- **Vorgegebener Text**
━━━━━━

Das Spiel „Limit of 20“ entpuppte sich dagegen als Wolf im Schafspelz, denn das Spiel stellte nur ein Mittel zu einem tieferen Zweck dar. Die Teilnehmer teilten sich in drei Gruppen und mussten verschiedene Aufgaben erfüllen, für die sie von der Jury Punkte erhielten. Ziel des Spiels war es, möglichst schnell 20 Punkte zu erreichen.
Die Jury bewertete aber nicht gerecht, sondern diskriminierte systematisch eine Gruppe, während eine andere immer bevorzugt wurde. Ziel war es, das Verhalten der Teilnehmer zueinander festzustellen. So verbündete sich beispielsweise die mittlere mit der schlechten Gruppe und sie gingen in einen Sitzstreik gegen die ungerechte Jury. Die Siegergruppe dagegen betonte die Fairness der Jury und bezeichnete die
anderen Gruppen als schlechte Verlierer. Am Schluss wurde alles aufgeklärt und die Teilnehmer erkannten, wie leicht es ist, Schwächere ungerecht zu behandeln, selbst wenn man sieht, dass es nicht fair ist.
Der Abend war frei, und alle Teilnehmer nutzten die Gelegenheit, um sich die Stadt Kiew schon mal vor der Stadtführung am Sonntag anzuschauen. Am späten Abend zurückgekehrt, fand sich noch eine Gruppe, die auf dem Balkon die Erlebnisse des Festivals austauschten und sich von den Erfahrungen in ihren Ländern erzählten. Die Mutigsten unter ihnen versuchten sogar die Nacht draußen zu verbringen, aber nur
drei hielten es wirklich durch.

━━━━━━

- **Ausgelesene Einträge**
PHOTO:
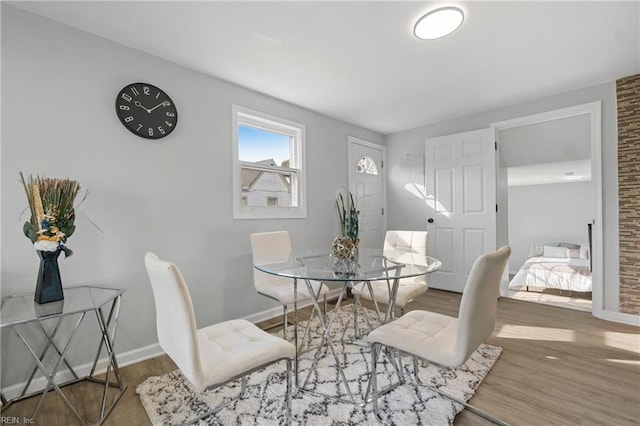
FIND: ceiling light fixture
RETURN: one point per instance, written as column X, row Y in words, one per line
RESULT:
column 438, row 23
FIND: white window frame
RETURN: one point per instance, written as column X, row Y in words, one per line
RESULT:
column 297, row 170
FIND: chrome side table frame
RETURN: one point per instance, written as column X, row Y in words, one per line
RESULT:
column 108, row 327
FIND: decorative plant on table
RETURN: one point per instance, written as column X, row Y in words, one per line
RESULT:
column 52, row 222
column 344, row 247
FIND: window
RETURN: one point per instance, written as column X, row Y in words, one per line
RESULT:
column 367, row 166
column 268, row 173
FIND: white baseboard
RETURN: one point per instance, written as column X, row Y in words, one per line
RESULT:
column 129, row 357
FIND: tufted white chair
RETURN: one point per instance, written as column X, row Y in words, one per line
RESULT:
column 441, row 339
column 275, row 247
column 399, row 244
column 215, row 355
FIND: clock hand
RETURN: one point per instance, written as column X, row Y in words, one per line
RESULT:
column 139, row 104
column 165, row 103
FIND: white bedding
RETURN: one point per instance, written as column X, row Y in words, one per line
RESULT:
column 553, row 272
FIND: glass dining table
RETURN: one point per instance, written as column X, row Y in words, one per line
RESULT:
column 366, row 266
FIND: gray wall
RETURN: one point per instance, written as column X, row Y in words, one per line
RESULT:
column 171, row 196
column 410, row 213
column 547, row 213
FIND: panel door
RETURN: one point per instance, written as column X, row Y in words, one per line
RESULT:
column 366, row 182
column 461, row 209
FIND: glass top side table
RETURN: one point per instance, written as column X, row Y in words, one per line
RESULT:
column 20, row 311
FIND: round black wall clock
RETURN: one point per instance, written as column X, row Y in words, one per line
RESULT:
column 146, row 110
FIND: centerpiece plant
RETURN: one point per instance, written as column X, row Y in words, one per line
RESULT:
column 51, row 202
column 52, row 222
column 348, row 215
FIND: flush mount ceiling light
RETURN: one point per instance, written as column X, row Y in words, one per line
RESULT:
column 438, row 23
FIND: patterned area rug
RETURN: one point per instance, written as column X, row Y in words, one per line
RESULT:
column 170, row 399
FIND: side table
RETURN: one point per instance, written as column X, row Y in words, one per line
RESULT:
column 20, row 311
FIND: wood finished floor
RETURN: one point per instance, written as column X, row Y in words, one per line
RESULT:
column 558, row 367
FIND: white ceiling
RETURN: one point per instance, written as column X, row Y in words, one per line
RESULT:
column 358, row 61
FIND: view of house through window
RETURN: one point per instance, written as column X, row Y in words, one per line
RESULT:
column 269, row 165
column 261, row 187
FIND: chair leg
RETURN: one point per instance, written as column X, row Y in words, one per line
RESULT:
column 288, row 395
column 375, row 349
column 286, row 322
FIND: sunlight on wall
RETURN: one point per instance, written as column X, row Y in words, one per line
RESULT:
column 548, row 334
column 420, row 191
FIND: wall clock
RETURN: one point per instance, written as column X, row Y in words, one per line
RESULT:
column 146, row 110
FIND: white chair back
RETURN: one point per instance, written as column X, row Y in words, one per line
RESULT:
column 478, row 307
column 175, row 318
column 269, row 247
column 407, row 246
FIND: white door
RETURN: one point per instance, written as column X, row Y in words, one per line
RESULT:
column 366, row 182
column 461, row 206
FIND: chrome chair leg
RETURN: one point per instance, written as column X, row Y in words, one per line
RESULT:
column 288, row 394
column 286, row 322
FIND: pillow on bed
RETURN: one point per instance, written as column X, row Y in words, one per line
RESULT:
column 584, row 251
column 574, row 253
column 537, row 250
column 570, row 245
column 550, row 251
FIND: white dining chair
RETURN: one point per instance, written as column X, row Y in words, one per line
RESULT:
column 212, row 356
column 441, row 339
column 398, row 244
column 275, row 247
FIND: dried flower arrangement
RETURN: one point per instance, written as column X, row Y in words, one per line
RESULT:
column 348, row 215
column 51, row 202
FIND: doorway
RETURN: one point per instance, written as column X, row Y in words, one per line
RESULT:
column 549, row 195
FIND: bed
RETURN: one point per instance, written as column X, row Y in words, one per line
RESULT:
column 563, row 266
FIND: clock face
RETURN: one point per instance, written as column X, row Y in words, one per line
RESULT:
column 146, row 111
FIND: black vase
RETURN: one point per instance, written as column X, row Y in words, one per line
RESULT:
column 49, row 284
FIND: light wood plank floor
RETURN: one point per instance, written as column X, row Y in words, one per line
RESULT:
column 558, row 367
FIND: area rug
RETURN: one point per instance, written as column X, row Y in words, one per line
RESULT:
column 170, row 399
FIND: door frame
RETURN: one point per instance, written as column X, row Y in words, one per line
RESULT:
column 351, row 140
column 594, row 110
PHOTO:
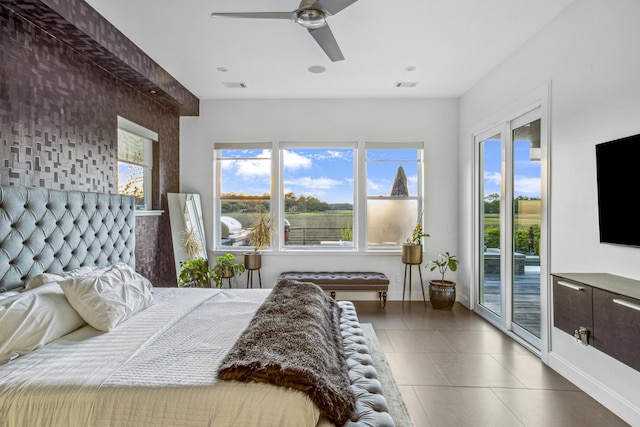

━━━━━━

- **Aufgaben**
A - Fass den Absatz aus dem Festivalbericht, der mit „Der Abend war frei“ beginnt, als kurze Stichpunktliste zusammen. Die wichtigsten Fakten müssen erhalten bleiben.
B - Greif den Festivalbericht am Ende auf und schreib ihn weiter.

- **Lösungen**
A -
- Freier Abend: Alle Teilnehmer sahen sich Kiew schon vor der Stadtführung am Sonntag an.
- Spät am Abend zurück: Eine Gruppe erzählte sich auf dem Balkon von den Erlebnissen beim Festival und von ihren Erfahrungen in ihren Ländern.
- Die Mutigsten wollten die Nacht draußen verbringen, aber nur drei hielten durch.

B -
Samstags Vormittag fanden Workshops zum Thema „Flüchtlinge“ und „Interkulturelle und Nonverbale Kommunikation“ statt. Im ersten Workshop wurde darüber gesprochen, wie genau der Begriff beziehungsweise Status eines Flüchtlings definiert ist, und warum es so schwierig ist, diesen Status zu bekommen. Weiterhin wurde darüber diskutiert, wie die weltweiten Probleme in Zusammenhang mit
Flüchtlingen zu lösen wäre. Als nachhaltige Lösung bot sich eine Welt ohne Flüchtlinge an, in der niemand mehr zur Flucht gezwungen ist. Dies ist aber nur durch die Verbesserung von ökonomischen, politischen und sozialen Bedingungen möglich, was nur über eine lange Zeit zu erreichen ist. Im Workshop „Interkulturelle und Nonverbale Kommunikation“ wurden verschiedene Kommunikationsprobleme
zwischen verschiedenen Kulturen erörtert, wobei sich herausstellte, dass man nicht weit reisen muss, um unterschiedliche Kommunikationsmuster zu finden. Als Lösungswege für Kommunikationsprobleme wurde ein gegenseitige Offenheit und aufmerksames Zuhören, ohne vorgebildete Meinung gefunden. Auch wurden verschiedene Nonverbale, und manchmal allgemeinverständliche Kommunikationsmittel gefunden, zum Beispiel Kommunikation mittels Kunst.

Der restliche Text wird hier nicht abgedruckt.